====== Given information ======

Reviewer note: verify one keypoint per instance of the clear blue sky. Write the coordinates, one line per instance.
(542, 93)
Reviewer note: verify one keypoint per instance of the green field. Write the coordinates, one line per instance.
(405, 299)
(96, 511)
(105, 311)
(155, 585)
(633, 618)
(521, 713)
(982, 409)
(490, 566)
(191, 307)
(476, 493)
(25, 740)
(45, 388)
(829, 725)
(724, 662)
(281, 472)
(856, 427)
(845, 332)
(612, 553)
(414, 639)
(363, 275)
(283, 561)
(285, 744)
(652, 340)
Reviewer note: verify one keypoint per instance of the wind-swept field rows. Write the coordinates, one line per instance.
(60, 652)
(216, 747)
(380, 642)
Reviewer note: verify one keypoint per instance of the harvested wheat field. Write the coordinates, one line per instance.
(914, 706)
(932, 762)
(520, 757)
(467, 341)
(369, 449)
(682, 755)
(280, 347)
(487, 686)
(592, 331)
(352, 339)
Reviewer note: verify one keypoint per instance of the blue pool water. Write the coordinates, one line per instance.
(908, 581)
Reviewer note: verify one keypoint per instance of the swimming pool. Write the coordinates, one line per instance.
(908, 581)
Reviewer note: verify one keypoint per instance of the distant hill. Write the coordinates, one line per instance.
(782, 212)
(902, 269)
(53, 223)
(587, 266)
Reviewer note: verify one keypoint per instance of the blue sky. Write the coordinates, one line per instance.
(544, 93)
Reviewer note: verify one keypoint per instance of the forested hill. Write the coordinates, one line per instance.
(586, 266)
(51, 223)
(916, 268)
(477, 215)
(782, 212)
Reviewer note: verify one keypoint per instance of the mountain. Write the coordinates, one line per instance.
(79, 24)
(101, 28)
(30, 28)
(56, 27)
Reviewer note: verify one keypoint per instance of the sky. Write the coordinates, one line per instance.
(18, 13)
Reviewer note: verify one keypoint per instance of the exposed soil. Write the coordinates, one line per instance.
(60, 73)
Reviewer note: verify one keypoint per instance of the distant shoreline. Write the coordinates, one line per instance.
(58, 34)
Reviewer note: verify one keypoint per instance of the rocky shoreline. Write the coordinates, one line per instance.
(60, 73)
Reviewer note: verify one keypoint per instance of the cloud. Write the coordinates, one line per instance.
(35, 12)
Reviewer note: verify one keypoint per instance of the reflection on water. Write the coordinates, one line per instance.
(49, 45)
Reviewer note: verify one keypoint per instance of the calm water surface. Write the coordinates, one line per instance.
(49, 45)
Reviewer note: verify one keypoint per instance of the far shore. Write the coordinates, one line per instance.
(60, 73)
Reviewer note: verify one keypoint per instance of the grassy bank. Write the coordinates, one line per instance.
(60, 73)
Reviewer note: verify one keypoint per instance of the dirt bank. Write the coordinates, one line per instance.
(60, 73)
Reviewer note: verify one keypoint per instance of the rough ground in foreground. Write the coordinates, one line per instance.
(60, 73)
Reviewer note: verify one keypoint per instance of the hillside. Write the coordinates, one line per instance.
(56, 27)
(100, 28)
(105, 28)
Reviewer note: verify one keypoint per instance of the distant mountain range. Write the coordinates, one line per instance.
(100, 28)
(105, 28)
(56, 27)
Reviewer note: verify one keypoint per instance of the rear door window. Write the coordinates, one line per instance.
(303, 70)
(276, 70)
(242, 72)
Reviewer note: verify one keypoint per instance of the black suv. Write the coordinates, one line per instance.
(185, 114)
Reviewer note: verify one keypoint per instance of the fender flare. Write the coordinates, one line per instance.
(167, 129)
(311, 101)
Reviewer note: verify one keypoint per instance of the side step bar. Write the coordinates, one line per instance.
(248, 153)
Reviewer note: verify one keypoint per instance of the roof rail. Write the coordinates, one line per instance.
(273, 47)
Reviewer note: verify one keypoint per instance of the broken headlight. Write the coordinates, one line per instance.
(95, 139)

======

Rewrite the part of the records above that opens with the line containing "Reviewer note: verify one keypoint per instance of the rocky" and closes at the end of the records, keeping every request line unchanged. Scale each coordinate in the answers by 1.85 and round to whole numbers, with halves rounded up.

_Result of the task:_
Reviewer note: verify one keypoint per instance of the rocky shoreline. Write the coordinates, one line per instance.
(111, 135)
Reviewer note: verify one keypoint per instance of the cloud. Write the coordinates, one line per instance.
(65, 22)
Reviewer note: verify one keypoint per instance of the reflection on water. Write the coordinates, one line per instance.
(91, 83)
Reviewer note: verify one keypoint per instance of the calm water surface. Write the coordinates, one line per instance.
(91, 83)
Reviewer note: verify one keypoint per instance of the far shore. Write the coordinates, one line per instance.
(111, 135)
Reviewer note: verify one keypoint per instance of the grassy bank. Write the coordinates, one line per instance.
(111, 135)
Reviewer note: verify one keypoint per instance of the dirt bank. Write the coordinates, one line per instance.
(111, 135)
Reviewer note: verify one keypoint per instance of the rough ground in foreground. Write the coordinates, one line per instance.
(111, 135)
Reviewer note: verify one keypoint per instance of the hillside. Write the coordinates, one line per instance.
(104, 50)
(185, 52)
(194, 52)
Reviewer note: verify one keypoint per instance of the distant mountain range. Write the coordinates, one line per instance.
(185, 52)
(194, 52)
(104, 50)
Reviewer note: verify one keypoint per instance of the rear door window. Write the coordinates, one line per instance.
(561, 130)
(511, 130)
(448, 133)
Reviewer note: verify one keypoint per instance of the black suv. Write the coordinates, one line per instance.
(342, 211)
Reviewer note: verify one keypoint per instance of the fender flare. Write the coordinates, one line per instance.
(309, 239)
(575, 187)
Reviewer note: verify one keypoint per instance of the side step bar. Write the coordinates, one line per instance.
(459, 283)
Reviewer note: verify one keypoint per instance of the roof rail. Write the coordinates, one line per instance.
(505, 87)
Reviewer note: verify one keypoint per instance of the broken headlight. Write the coordinates, one line per instance.
(176, 257)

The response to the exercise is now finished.